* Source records

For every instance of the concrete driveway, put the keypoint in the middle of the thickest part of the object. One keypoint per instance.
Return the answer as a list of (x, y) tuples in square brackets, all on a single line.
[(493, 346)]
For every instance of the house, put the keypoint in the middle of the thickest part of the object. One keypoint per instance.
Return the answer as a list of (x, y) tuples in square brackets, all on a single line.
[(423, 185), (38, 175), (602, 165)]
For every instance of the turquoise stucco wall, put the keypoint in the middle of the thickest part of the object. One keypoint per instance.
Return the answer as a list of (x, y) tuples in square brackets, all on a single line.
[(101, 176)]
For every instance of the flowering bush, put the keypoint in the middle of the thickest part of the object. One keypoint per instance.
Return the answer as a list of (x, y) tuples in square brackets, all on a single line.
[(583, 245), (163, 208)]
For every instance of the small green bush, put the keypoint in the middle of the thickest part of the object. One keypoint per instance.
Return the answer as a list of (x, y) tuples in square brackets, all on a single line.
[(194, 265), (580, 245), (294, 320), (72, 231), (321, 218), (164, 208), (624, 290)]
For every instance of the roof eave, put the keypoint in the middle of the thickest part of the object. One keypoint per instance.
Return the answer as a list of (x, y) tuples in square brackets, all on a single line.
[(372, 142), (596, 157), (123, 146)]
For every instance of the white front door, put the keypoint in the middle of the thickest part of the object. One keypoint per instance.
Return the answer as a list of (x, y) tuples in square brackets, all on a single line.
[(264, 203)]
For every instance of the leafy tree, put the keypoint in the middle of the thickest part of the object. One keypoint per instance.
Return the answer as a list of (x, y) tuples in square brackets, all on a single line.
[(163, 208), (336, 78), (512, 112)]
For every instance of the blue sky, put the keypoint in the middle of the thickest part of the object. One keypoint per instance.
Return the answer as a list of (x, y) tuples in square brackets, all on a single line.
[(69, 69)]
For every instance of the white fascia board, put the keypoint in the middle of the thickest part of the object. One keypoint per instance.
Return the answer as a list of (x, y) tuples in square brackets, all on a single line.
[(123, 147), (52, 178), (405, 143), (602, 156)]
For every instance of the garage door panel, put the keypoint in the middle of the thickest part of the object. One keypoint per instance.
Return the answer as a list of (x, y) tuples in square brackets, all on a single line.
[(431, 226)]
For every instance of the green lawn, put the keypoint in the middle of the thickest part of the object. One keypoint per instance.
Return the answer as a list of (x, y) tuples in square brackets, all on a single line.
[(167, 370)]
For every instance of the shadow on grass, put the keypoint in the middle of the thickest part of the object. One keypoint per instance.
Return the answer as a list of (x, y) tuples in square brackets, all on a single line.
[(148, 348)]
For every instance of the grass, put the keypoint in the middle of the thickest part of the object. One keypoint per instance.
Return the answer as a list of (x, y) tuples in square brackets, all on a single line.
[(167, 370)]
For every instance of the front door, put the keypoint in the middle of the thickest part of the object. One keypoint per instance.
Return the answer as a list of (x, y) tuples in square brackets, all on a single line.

* What you are asked to do
Every entry in the listing must be retyped exactly.

* Written solution
For every instance of the concrete driveway, put the keypoint in the middle of the thickest part of the object. One keypoint per instance.
Return the answer as a list of (x, y) tuples in square brackets, all on a single line.
[(493, 346)]
For every instance of the house, put the keypoint in the middle of the thickest part of the object. One keypoint per instance.
Return the answer as a list of (x, y) tuples in square brackets, all on a single line.
[(423, 185), (38, 175), (602, 165)]
For every instance of the turquoise stucco wall, put the keypoint in the middle of the thickest part of the object. One keypoint per instance.
Return the answer as a list of (x, y) tuples in square brackets, all on a single line.
[(101, 176)]
For every instance of the flowering bush, put the keypoint in the middle of the thickest part of the object. One keypoint per instance.
Return the answer as a list of (x, y) tuples in square brackets, all on a single line.
[(583, 245), (163, 208)]
For every instance of the small green bush, put the keypoint in the middle of the thickest part of the object. One keypoint per instance.
Return the answer as a list of (x, y) tuples in square brackets, all on a single line.
[(194, 265), (580, 245), (294, 320), (72, 231), (321, 218), (164, 208), (624, 290)]
For every instance of the roof eave, put the keypoint in the middle of the thickest part of the object. One keypoint per instance.
Return the answer as a list of (x, y) tuples in square brackets, all on a single line.
[(372, 142), (596, 157), (123, 146)]
For every instance of the white front door, put the keypoint in the middle of the thickest part of the object. One keypoint per instance.
Return the answer as a list of (x, y) tuples in square brackets, all on a single line.
[(264, 203)]
For every instance of the leafy tree, put the keypoint in the middle of the thickest part of the object. One keypoint per instance.
Return the answer as a list of (x, y) tuples in square brackets, all on a single line.
[(163, 208), (336, 78), (512, 112)]
For every instance of the blue sky, put the keypoint in the middle of the thickest part of the object. One keypoint per instance.
Return the answer as a list of (x, y) tuples in square brackets, all on a single line.
[(69, 69)]
For every instance of the white fascia board, put the keypoint in the middle of the thickest part of the object. One keypoint per instance.
Return the answer as a list of (x, y) tuples in square brackets, all on a single line.
[(123, 147), (52, 178), (405, 143), (602, 156)]
For every instance of the garage door panel, put the keypoint in the middle of the thickest part of the object. One keypoint per instance.
Return the answer as a list of (x, y) tuples in square brackets, all on a single line.
[(431, 226)]
For every instance of the green lawn, put the keypoint in the middle of the thickest part of the object. One keypoint per instance.
Return the answer as a list of (x, y) tuples in square brackets, all on a single line.
[(167, 370)]
For every instance of the shadow on grass, put the keypoint in the middle of the thickest part of the object. One keypoint per instance.
Return the answer as a list of (x, y) tuples in square brackets, all on a single line.
[(148, 348)]
For every instance of the grass, put the keypoint in the middle of the thickest part of the object. One keypoint per instance.
Return the answer as a list of (x, y) tuples in square brackets, all on a single line.
[(167, 370)]
For every instance of the front door, put the keypoint in the middle of the thickest part of the object. One keypoint per instance.
Return the answer as a list of (x, y) tuples in square brackets, all on a single line.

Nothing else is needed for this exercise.